TASK TO CARRY OUT. Pull out each line of the records that contains the word "outline". Case counts.

-------- RECORDS PROVIDED

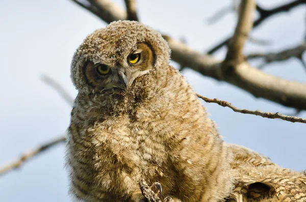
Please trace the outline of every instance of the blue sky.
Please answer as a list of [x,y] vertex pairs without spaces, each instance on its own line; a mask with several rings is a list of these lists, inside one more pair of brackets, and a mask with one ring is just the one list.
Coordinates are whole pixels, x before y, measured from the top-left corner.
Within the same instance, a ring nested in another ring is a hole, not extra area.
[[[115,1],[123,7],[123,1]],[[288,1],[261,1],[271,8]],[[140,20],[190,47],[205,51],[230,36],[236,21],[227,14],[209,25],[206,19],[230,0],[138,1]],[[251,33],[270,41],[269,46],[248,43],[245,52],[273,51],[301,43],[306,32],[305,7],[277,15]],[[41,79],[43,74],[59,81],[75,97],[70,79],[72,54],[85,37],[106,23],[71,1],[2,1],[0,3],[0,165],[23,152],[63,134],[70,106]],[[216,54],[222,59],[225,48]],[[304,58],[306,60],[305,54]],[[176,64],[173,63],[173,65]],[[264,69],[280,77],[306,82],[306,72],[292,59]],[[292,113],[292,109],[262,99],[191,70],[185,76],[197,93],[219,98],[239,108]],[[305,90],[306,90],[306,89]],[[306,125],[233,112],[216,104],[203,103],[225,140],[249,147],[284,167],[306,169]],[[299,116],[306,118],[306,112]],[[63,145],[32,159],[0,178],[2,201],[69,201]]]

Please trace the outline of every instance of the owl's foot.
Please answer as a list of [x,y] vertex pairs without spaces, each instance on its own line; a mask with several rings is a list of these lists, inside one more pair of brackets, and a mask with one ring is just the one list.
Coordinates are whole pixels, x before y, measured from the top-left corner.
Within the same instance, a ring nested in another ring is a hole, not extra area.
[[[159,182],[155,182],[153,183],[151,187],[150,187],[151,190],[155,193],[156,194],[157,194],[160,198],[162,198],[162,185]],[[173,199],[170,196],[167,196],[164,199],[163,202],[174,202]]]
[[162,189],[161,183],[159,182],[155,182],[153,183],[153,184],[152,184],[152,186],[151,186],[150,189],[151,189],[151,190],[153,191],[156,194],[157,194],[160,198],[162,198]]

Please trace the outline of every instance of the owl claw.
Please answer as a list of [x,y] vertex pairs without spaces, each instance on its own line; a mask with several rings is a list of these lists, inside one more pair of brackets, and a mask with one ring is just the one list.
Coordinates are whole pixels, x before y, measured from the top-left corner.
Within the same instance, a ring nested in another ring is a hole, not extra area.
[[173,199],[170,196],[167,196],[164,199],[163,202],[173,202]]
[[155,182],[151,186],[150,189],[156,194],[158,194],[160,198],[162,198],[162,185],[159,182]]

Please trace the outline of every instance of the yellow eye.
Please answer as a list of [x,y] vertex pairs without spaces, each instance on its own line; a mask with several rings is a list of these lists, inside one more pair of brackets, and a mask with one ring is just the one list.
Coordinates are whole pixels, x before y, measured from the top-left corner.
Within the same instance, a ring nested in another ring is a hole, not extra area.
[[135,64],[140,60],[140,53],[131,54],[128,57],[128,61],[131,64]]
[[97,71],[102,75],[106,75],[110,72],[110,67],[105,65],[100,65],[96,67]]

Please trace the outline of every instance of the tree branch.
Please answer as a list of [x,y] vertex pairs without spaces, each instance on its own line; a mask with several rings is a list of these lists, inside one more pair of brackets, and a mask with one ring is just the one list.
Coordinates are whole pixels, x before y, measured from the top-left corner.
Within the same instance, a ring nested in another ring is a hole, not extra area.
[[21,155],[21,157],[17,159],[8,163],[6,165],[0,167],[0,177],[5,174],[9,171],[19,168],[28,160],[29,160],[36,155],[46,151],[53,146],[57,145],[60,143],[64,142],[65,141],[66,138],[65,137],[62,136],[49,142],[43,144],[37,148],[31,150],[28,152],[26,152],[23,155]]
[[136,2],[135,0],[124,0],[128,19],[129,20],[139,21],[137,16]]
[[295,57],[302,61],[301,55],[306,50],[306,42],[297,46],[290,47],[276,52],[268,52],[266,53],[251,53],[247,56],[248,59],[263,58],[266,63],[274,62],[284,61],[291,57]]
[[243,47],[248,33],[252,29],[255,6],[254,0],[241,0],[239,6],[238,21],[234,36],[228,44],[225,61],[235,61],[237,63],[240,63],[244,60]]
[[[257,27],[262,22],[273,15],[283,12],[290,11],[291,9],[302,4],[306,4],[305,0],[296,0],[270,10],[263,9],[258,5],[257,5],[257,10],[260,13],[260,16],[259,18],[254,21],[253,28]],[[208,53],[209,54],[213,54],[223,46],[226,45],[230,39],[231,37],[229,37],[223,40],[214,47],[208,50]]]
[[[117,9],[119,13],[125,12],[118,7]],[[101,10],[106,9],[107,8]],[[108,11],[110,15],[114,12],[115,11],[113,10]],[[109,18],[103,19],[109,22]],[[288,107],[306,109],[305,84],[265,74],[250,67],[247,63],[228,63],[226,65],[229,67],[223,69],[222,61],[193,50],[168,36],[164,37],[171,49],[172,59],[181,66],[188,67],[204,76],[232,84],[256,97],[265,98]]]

----------------

TASK RESULT.
Please trace the outline of every instance of the blue sky.
Please trace the outline of every instance of the owl's foot.
Please trace the outline of every instance of the owl claw.
Please trace the outline of every instance of the yellow eye.
Please trace the outline of every instance of the tree branch.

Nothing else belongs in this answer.